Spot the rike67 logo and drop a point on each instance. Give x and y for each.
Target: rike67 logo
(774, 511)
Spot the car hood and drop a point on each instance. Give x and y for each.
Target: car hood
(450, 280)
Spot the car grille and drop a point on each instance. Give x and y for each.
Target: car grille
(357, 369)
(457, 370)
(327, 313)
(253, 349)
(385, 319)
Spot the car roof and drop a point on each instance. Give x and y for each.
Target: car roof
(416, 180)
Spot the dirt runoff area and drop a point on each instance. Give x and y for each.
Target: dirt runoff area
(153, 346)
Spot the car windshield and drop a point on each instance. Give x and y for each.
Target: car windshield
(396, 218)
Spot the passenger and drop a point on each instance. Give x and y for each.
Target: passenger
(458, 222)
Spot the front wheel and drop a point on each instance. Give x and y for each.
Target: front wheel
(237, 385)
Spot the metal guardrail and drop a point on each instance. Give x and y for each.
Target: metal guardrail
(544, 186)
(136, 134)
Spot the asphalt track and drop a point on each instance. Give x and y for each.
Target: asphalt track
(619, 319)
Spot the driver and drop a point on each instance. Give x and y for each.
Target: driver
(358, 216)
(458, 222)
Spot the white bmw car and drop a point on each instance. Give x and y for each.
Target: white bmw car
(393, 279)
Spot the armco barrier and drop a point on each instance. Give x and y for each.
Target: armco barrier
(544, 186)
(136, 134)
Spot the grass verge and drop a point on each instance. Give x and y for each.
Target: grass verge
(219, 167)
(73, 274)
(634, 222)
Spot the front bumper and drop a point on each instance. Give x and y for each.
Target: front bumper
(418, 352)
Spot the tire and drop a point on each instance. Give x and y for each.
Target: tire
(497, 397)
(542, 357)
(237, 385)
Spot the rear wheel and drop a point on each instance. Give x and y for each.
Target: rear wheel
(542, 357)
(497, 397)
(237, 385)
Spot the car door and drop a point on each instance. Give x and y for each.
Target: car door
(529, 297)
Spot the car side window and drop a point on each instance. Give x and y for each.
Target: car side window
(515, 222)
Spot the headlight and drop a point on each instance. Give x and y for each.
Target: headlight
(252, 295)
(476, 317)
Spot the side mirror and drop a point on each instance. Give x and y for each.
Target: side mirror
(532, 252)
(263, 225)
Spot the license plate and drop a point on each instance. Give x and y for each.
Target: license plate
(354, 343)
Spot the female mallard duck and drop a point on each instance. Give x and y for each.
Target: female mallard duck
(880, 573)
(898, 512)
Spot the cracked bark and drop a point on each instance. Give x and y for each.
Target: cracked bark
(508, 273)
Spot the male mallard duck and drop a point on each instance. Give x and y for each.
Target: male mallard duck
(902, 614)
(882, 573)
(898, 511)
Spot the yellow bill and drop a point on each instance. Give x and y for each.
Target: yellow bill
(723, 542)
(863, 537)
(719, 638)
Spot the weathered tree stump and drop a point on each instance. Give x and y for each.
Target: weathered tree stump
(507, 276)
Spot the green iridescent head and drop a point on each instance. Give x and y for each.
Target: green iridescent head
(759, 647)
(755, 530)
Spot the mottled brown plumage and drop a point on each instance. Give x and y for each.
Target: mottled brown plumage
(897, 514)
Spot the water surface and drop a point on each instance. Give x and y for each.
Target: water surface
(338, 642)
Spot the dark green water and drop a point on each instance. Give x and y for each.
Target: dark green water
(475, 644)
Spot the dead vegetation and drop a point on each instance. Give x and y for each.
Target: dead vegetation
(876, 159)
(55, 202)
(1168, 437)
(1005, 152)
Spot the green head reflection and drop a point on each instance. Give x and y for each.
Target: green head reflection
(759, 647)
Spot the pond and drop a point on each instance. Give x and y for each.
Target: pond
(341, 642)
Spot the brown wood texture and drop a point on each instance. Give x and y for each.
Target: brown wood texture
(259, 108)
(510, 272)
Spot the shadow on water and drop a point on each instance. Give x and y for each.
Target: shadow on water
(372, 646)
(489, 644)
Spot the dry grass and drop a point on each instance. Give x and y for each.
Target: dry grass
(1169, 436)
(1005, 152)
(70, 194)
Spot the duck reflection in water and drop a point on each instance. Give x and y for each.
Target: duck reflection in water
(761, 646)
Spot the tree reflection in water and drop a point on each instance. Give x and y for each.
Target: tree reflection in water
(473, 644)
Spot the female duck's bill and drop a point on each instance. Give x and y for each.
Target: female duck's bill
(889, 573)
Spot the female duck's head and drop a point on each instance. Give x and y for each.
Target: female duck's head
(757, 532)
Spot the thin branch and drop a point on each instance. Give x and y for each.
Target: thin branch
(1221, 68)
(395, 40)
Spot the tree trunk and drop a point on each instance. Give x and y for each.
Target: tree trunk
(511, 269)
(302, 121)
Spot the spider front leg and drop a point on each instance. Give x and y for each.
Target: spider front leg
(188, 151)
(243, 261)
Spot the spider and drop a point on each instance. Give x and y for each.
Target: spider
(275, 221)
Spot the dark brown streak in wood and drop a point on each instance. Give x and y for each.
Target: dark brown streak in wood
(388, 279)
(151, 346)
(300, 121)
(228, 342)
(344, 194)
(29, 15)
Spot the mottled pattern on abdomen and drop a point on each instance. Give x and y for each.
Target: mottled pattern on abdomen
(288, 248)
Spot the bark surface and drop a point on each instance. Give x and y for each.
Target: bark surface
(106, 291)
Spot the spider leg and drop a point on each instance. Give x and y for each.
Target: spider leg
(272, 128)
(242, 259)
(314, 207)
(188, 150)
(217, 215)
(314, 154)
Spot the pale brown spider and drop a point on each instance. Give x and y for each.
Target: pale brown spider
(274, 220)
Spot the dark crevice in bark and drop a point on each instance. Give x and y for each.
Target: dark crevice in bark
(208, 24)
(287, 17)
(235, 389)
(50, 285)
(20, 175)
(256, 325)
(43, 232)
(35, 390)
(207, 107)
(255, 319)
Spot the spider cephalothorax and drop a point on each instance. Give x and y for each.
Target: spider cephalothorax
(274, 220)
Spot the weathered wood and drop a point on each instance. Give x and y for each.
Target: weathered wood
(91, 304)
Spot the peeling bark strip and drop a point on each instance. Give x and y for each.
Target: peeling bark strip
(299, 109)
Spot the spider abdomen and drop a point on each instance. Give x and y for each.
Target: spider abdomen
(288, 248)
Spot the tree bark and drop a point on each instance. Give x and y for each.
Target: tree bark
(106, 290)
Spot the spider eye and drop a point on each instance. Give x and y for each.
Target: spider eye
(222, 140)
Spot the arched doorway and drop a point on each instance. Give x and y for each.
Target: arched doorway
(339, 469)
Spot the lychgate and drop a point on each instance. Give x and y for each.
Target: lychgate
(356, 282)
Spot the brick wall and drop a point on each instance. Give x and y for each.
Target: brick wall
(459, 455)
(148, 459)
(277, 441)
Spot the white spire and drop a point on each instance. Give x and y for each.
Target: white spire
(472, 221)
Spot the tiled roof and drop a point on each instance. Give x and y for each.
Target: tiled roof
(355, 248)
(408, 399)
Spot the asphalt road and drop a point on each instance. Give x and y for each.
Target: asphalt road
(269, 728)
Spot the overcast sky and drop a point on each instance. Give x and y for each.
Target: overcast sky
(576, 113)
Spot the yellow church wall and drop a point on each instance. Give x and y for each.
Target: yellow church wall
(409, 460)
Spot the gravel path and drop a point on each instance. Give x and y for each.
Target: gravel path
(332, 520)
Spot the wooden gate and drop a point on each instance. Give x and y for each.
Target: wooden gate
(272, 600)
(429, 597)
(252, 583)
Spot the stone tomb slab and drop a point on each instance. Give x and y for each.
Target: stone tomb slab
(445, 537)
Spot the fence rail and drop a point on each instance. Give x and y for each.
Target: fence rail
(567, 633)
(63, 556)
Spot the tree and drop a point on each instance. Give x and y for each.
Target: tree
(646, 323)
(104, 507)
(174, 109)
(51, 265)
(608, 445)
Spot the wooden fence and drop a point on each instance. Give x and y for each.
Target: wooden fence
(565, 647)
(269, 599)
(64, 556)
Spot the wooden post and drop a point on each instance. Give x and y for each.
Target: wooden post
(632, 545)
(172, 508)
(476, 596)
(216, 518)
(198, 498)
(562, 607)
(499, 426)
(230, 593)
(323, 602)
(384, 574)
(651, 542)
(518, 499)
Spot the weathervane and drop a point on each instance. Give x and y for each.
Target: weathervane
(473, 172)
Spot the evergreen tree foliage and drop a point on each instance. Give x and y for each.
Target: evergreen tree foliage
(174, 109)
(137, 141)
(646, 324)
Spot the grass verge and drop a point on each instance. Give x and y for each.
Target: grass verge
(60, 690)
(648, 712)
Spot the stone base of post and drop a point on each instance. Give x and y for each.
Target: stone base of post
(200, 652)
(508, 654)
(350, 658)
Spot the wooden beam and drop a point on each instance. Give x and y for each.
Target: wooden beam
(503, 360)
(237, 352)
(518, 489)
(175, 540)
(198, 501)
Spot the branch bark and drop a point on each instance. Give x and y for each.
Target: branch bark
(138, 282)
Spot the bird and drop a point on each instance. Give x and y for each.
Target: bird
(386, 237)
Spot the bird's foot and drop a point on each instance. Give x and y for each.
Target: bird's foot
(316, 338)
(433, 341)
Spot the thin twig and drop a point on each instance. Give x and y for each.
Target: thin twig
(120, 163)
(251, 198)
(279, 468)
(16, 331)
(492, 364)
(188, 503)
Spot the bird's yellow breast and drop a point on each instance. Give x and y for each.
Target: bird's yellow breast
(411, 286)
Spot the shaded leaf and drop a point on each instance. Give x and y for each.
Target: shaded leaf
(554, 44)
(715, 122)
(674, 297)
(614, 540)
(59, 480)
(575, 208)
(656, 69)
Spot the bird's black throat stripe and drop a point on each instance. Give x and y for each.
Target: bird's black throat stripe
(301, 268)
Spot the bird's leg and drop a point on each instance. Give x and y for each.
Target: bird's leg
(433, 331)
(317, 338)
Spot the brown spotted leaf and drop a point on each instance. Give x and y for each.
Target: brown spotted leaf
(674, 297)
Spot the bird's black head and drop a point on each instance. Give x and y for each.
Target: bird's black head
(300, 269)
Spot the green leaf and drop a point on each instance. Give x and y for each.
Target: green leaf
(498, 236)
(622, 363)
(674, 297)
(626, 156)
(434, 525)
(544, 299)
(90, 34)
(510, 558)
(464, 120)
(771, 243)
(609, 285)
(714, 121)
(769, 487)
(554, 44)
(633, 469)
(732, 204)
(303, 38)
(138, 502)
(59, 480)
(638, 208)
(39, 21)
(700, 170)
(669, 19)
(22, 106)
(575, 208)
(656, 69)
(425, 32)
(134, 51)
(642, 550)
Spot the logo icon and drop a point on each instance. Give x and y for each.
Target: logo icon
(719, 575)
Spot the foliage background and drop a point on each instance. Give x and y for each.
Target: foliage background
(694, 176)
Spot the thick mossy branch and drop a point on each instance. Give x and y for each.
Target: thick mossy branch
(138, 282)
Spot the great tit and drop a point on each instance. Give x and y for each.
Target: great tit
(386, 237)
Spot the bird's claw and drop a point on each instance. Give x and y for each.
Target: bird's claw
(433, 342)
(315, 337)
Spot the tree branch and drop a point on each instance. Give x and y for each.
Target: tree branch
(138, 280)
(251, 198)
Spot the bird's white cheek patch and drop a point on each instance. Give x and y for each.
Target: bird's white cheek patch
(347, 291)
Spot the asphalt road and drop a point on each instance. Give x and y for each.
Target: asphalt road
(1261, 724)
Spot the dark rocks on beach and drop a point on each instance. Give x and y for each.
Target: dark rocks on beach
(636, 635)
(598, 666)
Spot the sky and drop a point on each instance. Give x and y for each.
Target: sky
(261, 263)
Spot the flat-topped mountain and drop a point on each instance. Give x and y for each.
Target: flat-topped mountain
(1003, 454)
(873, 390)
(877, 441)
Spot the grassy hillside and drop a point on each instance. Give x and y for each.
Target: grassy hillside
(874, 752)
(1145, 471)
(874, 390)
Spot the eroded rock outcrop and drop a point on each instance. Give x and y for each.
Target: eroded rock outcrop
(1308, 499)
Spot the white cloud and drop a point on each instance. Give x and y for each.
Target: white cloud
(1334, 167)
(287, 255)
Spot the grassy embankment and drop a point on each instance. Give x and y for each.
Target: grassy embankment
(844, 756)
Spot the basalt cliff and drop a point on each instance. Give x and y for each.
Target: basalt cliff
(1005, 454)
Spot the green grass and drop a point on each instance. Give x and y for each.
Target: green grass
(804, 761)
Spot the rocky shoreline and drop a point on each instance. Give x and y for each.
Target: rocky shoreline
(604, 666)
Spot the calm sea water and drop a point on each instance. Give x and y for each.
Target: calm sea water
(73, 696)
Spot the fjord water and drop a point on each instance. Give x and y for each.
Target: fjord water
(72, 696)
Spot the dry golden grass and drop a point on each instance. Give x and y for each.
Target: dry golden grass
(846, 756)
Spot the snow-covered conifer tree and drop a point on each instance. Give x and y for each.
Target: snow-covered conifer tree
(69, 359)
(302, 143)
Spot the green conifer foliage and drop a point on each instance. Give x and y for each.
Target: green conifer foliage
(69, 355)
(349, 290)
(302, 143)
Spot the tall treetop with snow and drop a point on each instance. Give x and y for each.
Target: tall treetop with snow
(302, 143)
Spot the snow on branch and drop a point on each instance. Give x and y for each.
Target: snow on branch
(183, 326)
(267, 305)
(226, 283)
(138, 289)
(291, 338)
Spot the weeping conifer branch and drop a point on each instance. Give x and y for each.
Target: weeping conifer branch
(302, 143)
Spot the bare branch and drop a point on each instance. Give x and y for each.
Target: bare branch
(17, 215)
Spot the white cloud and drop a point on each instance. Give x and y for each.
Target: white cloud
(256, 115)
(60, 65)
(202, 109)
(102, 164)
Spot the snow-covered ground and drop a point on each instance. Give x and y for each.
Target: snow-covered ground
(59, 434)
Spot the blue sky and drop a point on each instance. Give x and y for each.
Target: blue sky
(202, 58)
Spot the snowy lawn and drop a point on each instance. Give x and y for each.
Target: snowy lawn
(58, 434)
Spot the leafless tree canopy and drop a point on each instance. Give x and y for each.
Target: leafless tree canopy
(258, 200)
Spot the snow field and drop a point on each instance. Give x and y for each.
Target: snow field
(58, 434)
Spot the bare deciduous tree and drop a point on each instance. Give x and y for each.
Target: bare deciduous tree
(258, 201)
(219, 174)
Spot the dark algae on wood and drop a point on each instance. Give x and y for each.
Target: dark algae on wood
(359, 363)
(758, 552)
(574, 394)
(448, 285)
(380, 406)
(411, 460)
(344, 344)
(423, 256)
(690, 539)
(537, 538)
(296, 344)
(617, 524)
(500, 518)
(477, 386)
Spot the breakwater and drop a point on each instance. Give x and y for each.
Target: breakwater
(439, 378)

**Exercise:**
Give again only the lines of the material above that run from the one with "Spot the tall" through the end, both included, exactly as they appear.

**Correct output:**
Spot the tall treetop with snow and drop a point on each instance. Give x and y for each.
Target: tall treetop with snow
(302, 143)
Spot the snow on branch and drop a point on each instance. Give x and y for each.
Target: snow on branch
(183, 326)
(267, 305)
(226, 283)
(138, 289)
(291, 338)
Spot the weeping conifer branch and drop a point on each instance. Give x and y for each.
Target: weeping conifer branch
(302, 143)
Spot the bare branch and drop a point on each instance. Give x and y for each.
Target: bare branch
(17, 215)
Spot the white cloud and drop a point on each instance. Give x and y for each.
Target: white cloud
(256, 115)
(60, 65)
(202, 109)
(102, 164)
Spot the snow-covered ground and drop a point on each instance. Give x and y for each.
Target: snow-covered ground
(59, 434)
Spot the blue sky and drop a point on each instance. Give x and y for each.
Target: blue sky
(202, 58)
Spot the snowy lawn and drop a point on each instance. Give x and y for each.
Target: snowy lawn
(58, 434)
Spot the leafless tree canopy and drop a point on each instance. Give x and y for each.
Target: leafless tree canopy
(258, 200)
Spot the snow field and drop a point on each instance. Give x and y for each.
Target: snow field
(58, 434)
Spot the bare deciduous tree and drop a point on each instance. Give x and y for each.
Target: bare deciduous tree
(258, 201)
(219, 174)
Spot the dark algae on wood and drop a point on each instance. Give x and y for each.
Target: dark algae on wood
(359, 363)
(758, 552)
(574, 394)
(448, 285)
(380, 406)
(411, 460)
(344, 344)
(423, 256)
(690, 539)
(537, 538)
(296, 344)
(617, 524)
(500, 518)
(477, 386)
Spot the breakwater and drop a point on each instance. Give x and y for each.
Target: breakwater
(439, 378)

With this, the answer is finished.